» WORK TO COMPLETE: Using the listing below, set down each line from the line containing "Target: blue breast" through the line containing "the green foliage", both ends included, exactly and with nothing added.

» DATASET EXTRACT:
####
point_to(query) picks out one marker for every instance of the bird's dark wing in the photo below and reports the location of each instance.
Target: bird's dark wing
####
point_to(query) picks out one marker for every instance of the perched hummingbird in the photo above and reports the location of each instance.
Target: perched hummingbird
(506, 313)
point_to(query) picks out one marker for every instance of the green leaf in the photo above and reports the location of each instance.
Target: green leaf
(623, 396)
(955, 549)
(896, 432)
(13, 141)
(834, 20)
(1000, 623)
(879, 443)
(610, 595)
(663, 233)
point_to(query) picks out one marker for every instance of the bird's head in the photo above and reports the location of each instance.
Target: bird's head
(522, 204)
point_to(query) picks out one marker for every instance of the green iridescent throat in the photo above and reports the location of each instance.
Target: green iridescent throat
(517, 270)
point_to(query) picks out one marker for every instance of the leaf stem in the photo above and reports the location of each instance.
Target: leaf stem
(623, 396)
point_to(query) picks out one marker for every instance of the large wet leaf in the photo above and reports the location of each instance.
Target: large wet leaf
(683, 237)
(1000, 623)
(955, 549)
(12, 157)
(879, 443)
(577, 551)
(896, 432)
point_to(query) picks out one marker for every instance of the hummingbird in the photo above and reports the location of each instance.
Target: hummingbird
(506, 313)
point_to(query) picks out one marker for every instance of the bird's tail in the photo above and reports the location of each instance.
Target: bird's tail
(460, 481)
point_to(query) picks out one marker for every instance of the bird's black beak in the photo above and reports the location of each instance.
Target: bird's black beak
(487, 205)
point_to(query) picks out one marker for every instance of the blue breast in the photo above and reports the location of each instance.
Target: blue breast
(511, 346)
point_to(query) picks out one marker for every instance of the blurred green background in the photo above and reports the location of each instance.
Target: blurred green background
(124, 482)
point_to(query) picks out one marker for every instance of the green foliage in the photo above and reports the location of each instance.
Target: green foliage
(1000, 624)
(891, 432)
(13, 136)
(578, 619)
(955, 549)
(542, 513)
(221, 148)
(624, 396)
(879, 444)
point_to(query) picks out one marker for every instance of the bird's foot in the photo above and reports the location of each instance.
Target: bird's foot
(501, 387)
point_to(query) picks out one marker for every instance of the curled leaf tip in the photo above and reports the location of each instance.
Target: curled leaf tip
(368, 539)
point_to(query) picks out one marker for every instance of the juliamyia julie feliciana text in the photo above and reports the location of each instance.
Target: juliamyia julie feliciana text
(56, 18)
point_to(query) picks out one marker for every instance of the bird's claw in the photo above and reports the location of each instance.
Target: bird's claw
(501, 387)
####
» SOLUTION TO THIS PROBLEM:
Target: blue breast
(511, 346)
point_to(query) picks out one marker for every instance of the blurred green background in the photo above and reports the location of each instance.
Target: blurred green background
(124, 482)
point_to(query) picks out one marker for every instance of the green foliage in the photo above and reports the location of each instance.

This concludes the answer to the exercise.